◆ **WHAT IS EXPECTED**:
Once you reach the line that holds "Tag the star emblem" in the listing below, output it and every line after it through the line that holds "Tag the teeth", word for word.
Start of EXERCISE DATA
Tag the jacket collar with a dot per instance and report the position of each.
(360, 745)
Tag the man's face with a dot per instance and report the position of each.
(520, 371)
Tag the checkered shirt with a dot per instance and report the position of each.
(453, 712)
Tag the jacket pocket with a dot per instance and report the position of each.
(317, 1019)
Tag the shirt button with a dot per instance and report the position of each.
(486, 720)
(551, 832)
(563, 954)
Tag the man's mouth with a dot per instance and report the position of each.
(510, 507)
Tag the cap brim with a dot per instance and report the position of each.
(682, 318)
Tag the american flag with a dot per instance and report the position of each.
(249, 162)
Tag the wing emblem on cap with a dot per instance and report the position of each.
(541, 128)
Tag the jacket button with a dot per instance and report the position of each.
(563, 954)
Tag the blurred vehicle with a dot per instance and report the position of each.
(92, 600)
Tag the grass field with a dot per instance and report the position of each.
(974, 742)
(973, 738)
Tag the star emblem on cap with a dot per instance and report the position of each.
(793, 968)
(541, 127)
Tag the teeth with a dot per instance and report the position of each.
End of EXERCISE DATA
Start of EXERCISE DATA
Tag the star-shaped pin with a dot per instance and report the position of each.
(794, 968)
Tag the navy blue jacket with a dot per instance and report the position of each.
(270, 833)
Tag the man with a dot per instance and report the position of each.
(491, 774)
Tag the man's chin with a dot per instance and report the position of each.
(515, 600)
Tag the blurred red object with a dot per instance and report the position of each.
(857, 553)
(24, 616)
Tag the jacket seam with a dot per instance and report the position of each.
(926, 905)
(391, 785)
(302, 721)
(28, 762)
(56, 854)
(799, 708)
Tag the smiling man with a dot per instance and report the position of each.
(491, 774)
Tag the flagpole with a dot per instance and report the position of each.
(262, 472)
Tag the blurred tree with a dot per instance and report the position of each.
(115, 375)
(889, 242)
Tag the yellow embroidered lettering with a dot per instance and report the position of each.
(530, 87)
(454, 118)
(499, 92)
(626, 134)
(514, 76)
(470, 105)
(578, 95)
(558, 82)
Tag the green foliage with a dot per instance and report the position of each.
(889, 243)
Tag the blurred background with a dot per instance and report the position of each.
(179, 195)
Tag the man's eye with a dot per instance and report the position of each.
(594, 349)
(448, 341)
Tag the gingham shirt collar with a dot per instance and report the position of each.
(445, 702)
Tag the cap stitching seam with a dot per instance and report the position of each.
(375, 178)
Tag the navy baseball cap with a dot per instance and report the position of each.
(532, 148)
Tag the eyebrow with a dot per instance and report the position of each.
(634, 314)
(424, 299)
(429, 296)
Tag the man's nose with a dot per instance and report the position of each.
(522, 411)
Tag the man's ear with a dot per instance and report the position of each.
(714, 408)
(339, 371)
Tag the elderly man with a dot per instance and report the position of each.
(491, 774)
End of EXERCISE DATA
Start of EXERCISE DATA
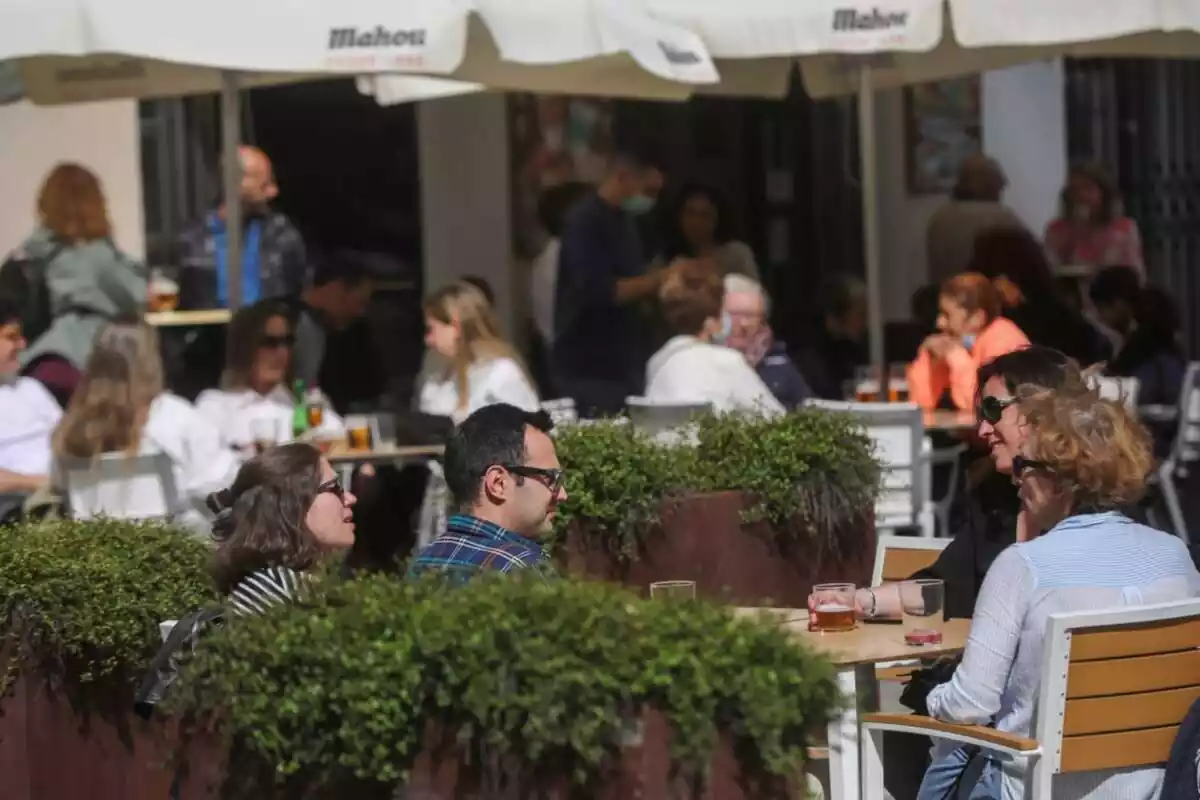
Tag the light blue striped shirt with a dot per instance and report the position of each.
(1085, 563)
End of EXERCISE DATA
◆ **RESPONSE TO THE EXERCISE**:
Tag the star emblem on cap with a dot per instance and report the position of each.
(793, 968)
(541, 127)
Tag the teeth with a dot per instance and report the position of each.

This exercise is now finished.